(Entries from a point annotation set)

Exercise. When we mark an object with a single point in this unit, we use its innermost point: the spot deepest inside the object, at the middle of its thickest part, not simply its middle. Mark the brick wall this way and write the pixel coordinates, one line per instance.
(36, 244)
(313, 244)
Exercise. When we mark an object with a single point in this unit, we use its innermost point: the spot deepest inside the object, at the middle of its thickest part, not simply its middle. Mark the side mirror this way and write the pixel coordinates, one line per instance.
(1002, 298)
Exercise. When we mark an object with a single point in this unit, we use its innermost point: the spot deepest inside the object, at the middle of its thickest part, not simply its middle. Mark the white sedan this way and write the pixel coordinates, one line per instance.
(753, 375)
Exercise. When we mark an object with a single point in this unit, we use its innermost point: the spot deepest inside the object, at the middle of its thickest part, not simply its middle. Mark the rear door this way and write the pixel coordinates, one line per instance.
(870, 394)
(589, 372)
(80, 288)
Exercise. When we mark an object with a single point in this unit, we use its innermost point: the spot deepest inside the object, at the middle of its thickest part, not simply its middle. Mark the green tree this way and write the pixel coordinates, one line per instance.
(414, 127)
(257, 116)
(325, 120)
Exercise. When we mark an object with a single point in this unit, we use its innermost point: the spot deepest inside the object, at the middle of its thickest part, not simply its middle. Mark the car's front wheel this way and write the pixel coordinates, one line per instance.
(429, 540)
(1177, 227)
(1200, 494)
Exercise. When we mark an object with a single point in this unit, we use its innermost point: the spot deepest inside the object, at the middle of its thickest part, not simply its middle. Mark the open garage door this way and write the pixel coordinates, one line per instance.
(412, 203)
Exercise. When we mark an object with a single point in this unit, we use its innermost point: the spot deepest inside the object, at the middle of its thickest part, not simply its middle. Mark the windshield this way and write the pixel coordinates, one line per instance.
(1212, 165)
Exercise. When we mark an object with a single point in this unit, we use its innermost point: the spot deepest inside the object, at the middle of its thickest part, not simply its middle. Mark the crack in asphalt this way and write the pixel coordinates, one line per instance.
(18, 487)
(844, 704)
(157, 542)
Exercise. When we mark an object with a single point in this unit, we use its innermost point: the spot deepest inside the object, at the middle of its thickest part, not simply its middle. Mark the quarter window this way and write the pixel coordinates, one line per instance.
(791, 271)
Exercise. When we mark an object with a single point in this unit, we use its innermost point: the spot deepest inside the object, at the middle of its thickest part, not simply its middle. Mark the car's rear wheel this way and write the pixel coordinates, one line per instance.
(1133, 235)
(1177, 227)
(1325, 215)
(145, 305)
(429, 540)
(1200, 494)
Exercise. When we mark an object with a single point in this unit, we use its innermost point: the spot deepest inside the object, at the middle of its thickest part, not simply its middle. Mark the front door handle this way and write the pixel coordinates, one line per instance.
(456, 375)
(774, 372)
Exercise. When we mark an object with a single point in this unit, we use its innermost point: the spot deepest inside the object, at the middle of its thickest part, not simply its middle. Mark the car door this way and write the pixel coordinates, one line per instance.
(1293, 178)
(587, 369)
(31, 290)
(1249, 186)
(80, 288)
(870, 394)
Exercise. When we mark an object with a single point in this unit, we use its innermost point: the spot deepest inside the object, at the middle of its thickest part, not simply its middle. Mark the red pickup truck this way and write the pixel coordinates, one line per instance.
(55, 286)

TO DO:
Return the line that contains "the car door" along with every line after it through the end of the entries, exactly, adding nothing.

CORRECT RESULT:
Exercise. When we mark an object with a single point in this unit, we use its innermost point: the spot deepest inside the object, at the middle of its thickest part, not simply its middle. Mark the car door this way and write the pixel coordinates, one line per instance.
(1293, 178)
(587, 369)
(31, 290)
(1249, 186)
(80, 288)
(870, 394)
Exercise. When we mark an object with a single point in this unit, we use its innermost point: the spot deepest inside the object, at the middle of its thickest part, not simply its middle. Mark the red pickup truck this way and write the pixel coordinates, one line per instance.
(55, 286)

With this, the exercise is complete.